### REQUIREMENTS
Reproduce exactly the lines beginning with the line that contains "Where can the wooden board" and ending at the final line of the material below.

A block of data:
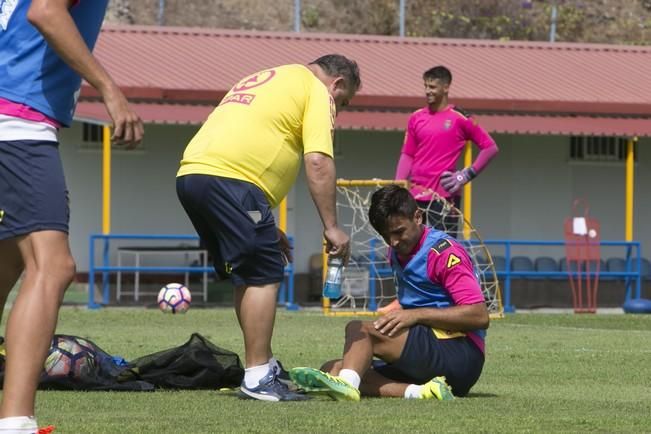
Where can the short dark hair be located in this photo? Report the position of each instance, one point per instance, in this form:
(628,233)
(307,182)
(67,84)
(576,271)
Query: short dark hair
(337,65)
(438,73)
(390,201)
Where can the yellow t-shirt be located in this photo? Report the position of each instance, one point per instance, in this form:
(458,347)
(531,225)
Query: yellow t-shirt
(261,129)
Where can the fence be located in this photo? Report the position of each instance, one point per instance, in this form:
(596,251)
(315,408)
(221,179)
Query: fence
(285,294)
(633,271)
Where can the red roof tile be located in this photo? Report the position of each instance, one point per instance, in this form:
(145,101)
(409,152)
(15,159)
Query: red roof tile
(392,121)
(187,64)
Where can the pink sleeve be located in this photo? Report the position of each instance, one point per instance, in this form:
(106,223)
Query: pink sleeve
(484,157)
(409,144)
(487,146)
(452,269)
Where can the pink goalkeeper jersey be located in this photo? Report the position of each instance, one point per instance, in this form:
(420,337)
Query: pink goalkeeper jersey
(434,140)
(456,275)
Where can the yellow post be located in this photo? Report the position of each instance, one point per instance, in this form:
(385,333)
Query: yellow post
(106,179)
(629,188)
(282,215)
(467,192)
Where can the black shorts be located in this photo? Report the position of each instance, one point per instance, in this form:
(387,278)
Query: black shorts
(33,193)
(235,223)
(425,357)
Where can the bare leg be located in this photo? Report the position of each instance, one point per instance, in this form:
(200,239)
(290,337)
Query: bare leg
(373,384)
(49,269)
(11,267)
(363,342)
(255,307)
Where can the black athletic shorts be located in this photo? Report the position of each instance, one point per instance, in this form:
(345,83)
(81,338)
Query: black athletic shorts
(425,357)
(234,221)
(33,193)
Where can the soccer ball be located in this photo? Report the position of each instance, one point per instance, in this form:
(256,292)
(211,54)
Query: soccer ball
(68,357)
(174,298)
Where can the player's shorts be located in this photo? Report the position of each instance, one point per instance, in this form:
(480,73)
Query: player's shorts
(33,193)
(235,223)
(425,357)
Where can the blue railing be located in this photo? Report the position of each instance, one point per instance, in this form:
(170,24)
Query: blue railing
(632,273)
(285,294)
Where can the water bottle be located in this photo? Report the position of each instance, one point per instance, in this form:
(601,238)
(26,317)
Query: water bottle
(334,277)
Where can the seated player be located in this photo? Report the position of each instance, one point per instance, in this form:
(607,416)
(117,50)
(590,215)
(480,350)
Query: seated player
(436,342)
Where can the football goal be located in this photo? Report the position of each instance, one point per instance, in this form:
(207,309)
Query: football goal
(368,279)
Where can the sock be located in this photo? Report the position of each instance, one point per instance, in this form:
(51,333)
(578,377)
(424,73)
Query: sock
(274,366)
(18,425)
(413,391)
(253,375)
(350,376)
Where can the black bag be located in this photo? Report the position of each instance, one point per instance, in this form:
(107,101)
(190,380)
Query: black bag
(197,364)
(74,363)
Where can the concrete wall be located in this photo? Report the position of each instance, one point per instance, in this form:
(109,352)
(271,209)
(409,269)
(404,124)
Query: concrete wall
(526,192)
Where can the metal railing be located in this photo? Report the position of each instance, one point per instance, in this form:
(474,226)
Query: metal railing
(285,293)
(632,274)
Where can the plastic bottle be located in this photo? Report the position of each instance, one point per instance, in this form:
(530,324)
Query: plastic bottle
(334,278)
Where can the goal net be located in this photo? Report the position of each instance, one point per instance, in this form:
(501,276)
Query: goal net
(368,279)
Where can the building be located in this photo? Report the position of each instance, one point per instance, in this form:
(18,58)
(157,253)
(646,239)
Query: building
(562,114)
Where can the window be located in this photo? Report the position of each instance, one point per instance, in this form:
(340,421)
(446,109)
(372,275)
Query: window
(592,148)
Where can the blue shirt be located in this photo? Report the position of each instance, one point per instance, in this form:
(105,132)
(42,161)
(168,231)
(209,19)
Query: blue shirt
(32,73)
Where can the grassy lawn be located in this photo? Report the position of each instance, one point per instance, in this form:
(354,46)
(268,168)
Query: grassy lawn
(544,373)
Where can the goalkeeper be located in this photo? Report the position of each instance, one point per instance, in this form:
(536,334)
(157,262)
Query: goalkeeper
(434,140)
(436,342)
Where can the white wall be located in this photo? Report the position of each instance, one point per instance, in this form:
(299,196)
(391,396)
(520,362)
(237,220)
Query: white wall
(143,187)
(525,193)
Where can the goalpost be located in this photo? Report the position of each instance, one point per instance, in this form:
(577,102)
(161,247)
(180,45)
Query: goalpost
(368,279)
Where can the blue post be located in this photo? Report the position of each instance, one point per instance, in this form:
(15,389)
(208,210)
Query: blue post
(508,307)
(91,275)
(638,288)
(105,275)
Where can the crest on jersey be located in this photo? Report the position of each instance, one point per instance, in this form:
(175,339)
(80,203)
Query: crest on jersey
(441,245)
(7,8)
(453,260)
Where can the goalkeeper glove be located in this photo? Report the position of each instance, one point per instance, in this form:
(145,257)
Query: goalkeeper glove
(453,181)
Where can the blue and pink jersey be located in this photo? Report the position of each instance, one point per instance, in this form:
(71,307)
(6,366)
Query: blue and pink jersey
(438,273)
(37,85)
(434,140)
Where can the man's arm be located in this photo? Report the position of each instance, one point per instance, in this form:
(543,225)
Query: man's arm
(487,150)
(403,169)
(53,20)
(320,172)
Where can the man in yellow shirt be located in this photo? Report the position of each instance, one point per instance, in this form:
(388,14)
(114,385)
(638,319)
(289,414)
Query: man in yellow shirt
(240,165)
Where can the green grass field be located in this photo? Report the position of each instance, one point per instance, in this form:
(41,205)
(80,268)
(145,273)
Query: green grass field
(544,373)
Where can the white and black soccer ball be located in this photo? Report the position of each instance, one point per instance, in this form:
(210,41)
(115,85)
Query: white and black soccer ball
(174,298)
(70,357)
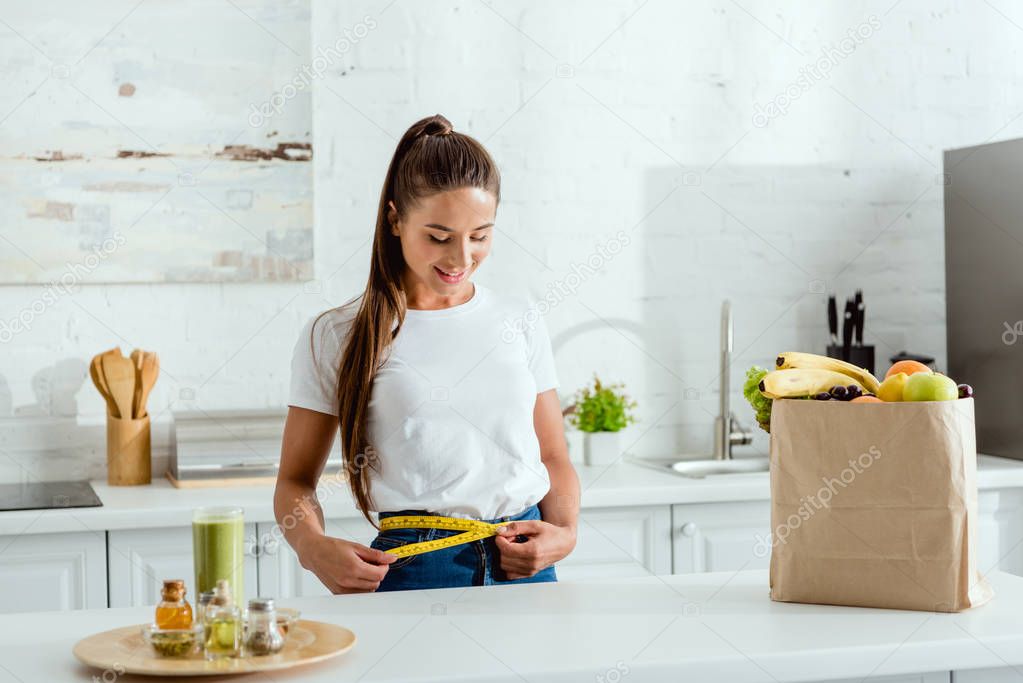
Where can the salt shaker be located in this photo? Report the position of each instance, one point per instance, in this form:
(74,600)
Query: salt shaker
(263,635)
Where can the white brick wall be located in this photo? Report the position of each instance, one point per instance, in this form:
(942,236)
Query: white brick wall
(841,189)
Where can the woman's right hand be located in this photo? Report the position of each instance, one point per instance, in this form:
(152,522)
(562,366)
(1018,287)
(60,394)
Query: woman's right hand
(346,566)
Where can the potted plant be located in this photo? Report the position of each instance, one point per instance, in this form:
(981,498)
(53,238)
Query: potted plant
(602,411)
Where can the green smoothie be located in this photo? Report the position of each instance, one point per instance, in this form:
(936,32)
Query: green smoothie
(218,549)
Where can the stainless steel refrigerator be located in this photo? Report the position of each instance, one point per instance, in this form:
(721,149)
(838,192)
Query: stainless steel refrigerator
(984,286)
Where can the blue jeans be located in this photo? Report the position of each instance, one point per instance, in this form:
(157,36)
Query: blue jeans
(474,563)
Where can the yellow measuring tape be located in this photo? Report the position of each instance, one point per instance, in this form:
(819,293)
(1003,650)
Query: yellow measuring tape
(473,530)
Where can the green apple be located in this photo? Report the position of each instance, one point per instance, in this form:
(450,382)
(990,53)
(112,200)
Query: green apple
(928,386)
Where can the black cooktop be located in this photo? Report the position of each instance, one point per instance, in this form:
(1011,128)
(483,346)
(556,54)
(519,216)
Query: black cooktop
(47,495)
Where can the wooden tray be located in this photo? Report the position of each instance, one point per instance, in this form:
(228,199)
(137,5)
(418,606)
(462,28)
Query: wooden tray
(124,649)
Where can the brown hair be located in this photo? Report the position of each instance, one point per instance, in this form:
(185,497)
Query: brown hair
(431,157)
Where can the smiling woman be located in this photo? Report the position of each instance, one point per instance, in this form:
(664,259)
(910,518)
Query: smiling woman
(442,412)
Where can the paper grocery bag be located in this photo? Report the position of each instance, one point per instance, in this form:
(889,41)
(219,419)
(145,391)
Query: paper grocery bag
(875,505)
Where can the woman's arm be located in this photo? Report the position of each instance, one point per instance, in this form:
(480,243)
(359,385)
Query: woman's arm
(561,505)
(344,566)
(553,537)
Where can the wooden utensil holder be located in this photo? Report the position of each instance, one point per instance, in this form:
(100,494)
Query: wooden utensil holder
(129,452)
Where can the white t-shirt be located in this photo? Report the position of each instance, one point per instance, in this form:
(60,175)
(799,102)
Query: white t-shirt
(451,409)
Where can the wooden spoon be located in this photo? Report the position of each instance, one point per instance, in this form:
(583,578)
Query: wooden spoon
(95,371)
(121,380)
(136,363)
(150,371)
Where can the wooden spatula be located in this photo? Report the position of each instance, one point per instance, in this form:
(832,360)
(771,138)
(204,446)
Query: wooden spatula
(96,372)
(150,370)
(120,377)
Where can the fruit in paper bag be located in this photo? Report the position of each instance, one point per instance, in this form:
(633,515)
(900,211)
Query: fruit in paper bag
(794,382)
(893,388)
(908,367)
(930,386)
(801,361)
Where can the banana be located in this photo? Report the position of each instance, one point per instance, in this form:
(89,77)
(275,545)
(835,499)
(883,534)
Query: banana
(797,382)
(797,360)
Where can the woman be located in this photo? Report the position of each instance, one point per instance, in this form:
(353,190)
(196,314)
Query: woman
(444,392)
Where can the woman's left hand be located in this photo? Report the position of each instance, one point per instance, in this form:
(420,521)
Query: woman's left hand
(544,544)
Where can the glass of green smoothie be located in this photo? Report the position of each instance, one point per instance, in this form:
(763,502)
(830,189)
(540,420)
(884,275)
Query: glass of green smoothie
(218,549)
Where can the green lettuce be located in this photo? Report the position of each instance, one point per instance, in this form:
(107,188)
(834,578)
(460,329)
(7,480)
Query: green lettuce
(760,403)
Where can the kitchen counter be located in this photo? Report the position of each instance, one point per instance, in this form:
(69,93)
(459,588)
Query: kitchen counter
(160,504)
(703,627)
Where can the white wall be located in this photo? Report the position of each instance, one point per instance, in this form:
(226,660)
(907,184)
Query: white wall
(633,117)
(648,128)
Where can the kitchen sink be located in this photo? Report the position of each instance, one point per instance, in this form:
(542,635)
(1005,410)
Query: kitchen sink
(702,467)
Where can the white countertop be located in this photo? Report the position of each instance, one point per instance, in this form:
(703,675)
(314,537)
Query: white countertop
(160,504)
(698,627)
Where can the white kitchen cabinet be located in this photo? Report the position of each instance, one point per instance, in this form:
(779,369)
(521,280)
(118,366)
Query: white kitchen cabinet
(1001,675)
(139,560)
(620,542)
(52,572)
(936,677)
(612,542)
(999,531)
(720,537)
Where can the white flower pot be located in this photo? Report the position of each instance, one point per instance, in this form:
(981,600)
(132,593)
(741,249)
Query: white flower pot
(603,448)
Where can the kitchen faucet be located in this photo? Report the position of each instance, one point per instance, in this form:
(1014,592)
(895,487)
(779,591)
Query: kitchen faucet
(727,431)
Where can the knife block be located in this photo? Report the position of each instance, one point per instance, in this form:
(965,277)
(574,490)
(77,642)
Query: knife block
(858,356)
(129,452)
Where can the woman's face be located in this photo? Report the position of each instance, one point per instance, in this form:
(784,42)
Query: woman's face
(444,239)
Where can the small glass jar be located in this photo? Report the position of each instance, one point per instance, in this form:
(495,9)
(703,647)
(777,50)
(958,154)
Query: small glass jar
(201,604)
(173,610)
(263,636)
(222,625)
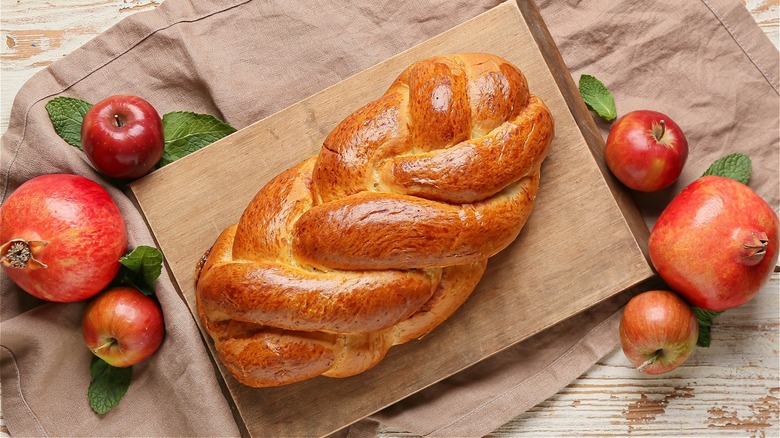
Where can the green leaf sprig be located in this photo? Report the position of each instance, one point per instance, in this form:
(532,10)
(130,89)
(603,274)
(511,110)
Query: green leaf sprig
(597,97)
(183,132)
(66,116)
(736,166)
(140,268)
(109,384)
(186,132)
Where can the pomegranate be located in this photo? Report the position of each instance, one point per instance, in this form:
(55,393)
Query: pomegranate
(715,243)
(61,237)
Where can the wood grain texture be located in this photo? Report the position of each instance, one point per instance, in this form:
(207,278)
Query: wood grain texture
(499,313)
(730,389)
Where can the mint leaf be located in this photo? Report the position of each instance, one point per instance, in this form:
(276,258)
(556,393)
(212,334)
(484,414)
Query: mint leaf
(109,384)
(66,115)
(704,317)
(735,166)
(597,97)
(142,268)
(186,132)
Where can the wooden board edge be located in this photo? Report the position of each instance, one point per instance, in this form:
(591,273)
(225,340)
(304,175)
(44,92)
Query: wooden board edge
(207,343)
(584,119)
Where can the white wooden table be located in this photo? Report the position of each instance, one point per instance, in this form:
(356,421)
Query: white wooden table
(732,388)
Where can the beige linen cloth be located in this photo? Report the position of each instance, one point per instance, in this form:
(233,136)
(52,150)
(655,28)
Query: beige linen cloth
(703,62)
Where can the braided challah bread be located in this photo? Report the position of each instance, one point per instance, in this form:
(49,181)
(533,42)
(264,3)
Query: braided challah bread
(381,236)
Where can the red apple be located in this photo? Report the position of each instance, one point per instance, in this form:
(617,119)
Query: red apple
(646,150)
(122,136)
(715,243)
(658,331)
(61,237)
(123,326)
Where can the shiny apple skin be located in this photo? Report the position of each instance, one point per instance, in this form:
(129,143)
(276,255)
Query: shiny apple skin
(698,244)
(128,322)
(638,159)
(658,320)
(127,151)
(84,228)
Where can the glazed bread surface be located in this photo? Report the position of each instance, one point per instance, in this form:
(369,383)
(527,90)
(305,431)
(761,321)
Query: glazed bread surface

### REPLY TO THE TASK
Where can the wooden board edge be located in this photo? Report the position of each instance, one point per instance, in this form:
(591,273)
(225,340)
(304,175)
(44,92)
Query: wooden board edge
(207,343)
(584,119)
Where can the white wooden table be located in this photo? Report the position of each instance, one point per instance, in this form:
(356,421)
Query: white wooden table
(732,388)
Where can the beige linen cloth be located in this photo? Report the position of each instance, one point per instance, in this form:
(233,136)
(52,150)
(655,28)
Query: beige linen cloth
(703,62)
Where can the braided challah bread be located in this photo? Report the position of each instance, one point per instance, in this form:
(49,181)
(533,42)
(264,3)
Query: braided challah bread
(381,236)
Where can the red apple be located in this photo? Report the position of each instance, one point per instance, in this form:
(617,119)
Query: red apple
(646,150)
(122,136)
(715,243)
(658,331)
(61,237)
(123,326)
Where can the shiny apple skin be located in this photo? Report the position of each instance, one point per instance, in this form:
(129,143)
(276,255)
Query: shiny apple skin
(698,244)
(128,322)
(638,159)
(658,320)
(127,151)
(84,228)
Where can the glazed bread surface be located in this photo? Report the position of each instance, one point per instance, in this form:
(369,383)
(527,90)
(305,431)
(761,321)
Query: glazed bread surface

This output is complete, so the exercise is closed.